Report all lines in the records that hold the string "shadow".
═════ Records to use
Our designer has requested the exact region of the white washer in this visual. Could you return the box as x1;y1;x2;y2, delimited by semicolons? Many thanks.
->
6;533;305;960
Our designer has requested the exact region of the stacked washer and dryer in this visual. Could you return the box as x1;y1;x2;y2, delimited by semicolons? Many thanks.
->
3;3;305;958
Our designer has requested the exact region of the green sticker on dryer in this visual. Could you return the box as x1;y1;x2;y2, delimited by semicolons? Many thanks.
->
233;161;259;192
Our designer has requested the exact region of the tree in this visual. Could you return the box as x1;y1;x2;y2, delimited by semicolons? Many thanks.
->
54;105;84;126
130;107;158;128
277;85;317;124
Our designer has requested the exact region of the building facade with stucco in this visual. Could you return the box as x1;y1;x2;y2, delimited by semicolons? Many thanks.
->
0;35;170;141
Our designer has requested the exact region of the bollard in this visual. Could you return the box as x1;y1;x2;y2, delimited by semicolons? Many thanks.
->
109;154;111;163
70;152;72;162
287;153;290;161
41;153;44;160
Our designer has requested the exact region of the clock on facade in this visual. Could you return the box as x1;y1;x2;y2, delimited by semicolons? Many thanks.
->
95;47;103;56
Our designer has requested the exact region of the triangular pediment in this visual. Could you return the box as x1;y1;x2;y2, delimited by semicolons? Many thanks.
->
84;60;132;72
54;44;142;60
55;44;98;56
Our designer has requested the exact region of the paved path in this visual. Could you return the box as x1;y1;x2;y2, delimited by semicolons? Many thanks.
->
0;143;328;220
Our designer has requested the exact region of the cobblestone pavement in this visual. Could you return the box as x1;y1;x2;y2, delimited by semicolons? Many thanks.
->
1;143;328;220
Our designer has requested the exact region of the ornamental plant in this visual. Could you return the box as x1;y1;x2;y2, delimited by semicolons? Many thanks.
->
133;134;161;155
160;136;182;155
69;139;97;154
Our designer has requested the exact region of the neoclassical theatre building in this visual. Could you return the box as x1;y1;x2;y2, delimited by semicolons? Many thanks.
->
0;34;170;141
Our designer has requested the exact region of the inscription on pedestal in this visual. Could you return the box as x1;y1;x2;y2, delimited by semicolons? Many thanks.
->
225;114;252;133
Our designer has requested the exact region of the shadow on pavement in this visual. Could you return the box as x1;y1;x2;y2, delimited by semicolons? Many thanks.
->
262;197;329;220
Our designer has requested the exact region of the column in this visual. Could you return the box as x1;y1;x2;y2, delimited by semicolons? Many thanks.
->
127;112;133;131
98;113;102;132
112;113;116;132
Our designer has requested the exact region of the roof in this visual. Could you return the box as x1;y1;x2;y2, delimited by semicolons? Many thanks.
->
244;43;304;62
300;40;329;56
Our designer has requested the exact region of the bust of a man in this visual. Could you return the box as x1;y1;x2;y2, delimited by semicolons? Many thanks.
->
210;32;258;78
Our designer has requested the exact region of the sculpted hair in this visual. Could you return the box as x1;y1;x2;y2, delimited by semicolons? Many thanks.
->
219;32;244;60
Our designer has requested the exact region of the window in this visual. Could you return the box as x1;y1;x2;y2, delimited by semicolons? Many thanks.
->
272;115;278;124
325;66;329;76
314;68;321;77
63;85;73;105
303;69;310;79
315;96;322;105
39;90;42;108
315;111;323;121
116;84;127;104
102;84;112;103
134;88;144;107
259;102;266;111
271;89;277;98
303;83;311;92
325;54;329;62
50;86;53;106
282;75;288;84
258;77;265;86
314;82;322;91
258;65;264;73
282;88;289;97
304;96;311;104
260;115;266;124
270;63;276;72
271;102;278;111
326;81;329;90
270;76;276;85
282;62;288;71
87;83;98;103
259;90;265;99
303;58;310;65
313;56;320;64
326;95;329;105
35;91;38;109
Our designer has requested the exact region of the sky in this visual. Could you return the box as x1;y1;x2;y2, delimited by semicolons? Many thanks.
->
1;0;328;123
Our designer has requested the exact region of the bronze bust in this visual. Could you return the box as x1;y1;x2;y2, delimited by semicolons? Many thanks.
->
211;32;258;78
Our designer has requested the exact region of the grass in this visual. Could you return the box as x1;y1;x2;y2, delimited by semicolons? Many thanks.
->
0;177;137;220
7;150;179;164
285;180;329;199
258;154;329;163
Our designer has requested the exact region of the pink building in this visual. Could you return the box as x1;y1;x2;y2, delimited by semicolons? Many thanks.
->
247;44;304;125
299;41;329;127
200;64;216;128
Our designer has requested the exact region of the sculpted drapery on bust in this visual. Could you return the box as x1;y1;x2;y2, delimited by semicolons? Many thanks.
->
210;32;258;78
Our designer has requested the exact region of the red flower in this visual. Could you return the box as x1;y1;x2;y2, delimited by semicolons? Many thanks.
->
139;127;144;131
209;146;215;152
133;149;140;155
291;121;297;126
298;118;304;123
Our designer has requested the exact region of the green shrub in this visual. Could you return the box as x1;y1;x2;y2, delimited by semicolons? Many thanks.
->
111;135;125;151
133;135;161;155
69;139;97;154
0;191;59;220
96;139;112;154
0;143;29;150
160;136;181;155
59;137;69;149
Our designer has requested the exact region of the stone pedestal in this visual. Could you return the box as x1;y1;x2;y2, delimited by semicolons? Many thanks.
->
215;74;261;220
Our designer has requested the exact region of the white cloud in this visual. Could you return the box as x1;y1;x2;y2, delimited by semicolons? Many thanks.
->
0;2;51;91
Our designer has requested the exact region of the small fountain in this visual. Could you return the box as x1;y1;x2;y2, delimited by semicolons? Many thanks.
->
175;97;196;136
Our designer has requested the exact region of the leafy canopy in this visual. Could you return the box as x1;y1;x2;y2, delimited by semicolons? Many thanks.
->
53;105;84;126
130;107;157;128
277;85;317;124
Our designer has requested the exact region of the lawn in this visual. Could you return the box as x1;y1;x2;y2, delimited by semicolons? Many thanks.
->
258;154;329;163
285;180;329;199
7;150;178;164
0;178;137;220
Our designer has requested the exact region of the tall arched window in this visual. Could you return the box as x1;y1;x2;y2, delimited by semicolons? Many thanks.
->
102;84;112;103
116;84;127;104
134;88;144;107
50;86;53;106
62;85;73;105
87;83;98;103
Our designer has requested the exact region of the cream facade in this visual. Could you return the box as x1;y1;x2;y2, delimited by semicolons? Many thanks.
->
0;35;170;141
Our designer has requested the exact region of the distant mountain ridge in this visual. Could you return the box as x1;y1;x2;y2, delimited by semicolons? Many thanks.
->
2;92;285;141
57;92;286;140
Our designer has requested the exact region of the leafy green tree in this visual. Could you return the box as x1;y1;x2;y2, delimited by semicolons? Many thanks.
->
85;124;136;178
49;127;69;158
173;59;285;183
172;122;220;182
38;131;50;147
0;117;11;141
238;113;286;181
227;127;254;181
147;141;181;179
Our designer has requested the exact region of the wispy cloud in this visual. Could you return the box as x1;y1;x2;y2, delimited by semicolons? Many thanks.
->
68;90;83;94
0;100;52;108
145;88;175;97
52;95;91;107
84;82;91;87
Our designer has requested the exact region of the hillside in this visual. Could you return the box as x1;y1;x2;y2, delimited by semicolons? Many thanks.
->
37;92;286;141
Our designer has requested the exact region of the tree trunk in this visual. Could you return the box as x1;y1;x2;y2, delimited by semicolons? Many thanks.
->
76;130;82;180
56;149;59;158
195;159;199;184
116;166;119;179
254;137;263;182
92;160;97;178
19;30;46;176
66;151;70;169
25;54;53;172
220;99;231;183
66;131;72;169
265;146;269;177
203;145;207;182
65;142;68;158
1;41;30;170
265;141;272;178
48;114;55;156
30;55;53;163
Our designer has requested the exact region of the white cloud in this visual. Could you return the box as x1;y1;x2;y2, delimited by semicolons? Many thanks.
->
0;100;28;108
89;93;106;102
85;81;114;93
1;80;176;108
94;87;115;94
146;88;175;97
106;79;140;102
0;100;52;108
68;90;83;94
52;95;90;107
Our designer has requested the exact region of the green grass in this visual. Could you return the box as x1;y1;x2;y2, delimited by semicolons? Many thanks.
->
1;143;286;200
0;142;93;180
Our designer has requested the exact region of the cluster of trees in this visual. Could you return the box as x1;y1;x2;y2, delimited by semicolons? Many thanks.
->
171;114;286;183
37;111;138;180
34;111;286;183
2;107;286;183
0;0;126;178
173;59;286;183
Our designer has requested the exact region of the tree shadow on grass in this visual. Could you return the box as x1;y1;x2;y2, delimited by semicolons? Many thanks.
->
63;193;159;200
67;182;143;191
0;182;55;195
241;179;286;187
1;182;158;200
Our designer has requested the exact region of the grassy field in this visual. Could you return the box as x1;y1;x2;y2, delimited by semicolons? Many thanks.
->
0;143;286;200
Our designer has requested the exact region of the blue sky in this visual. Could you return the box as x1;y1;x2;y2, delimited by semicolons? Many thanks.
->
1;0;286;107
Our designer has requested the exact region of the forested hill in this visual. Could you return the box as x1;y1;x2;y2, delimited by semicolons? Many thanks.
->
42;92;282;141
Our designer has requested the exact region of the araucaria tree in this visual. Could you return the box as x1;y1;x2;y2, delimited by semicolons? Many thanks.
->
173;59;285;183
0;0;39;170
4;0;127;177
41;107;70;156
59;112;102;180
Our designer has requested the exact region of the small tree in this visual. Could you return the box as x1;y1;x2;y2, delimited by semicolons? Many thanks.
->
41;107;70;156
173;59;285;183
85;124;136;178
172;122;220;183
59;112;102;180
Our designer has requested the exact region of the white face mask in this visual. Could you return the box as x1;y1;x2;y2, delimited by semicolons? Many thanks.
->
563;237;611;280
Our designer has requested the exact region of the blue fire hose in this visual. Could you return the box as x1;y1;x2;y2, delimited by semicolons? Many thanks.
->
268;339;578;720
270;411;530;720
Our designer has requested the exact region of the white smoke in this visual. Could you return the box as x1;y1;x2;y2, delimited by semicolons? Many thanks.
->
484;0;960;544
══════════
_Solution to this exercise_.
Our designer has requested the exact region of the shadow on pavement in this visual. Could you return the box as x1;y1;x2;y2, delimited by semicolons? Many thanks.
Our designer has requested the exact region of the tree shadow on grass in this visual. Could you return the box as x1;y1;x2;y2, delimited by semicolons? Many thanks.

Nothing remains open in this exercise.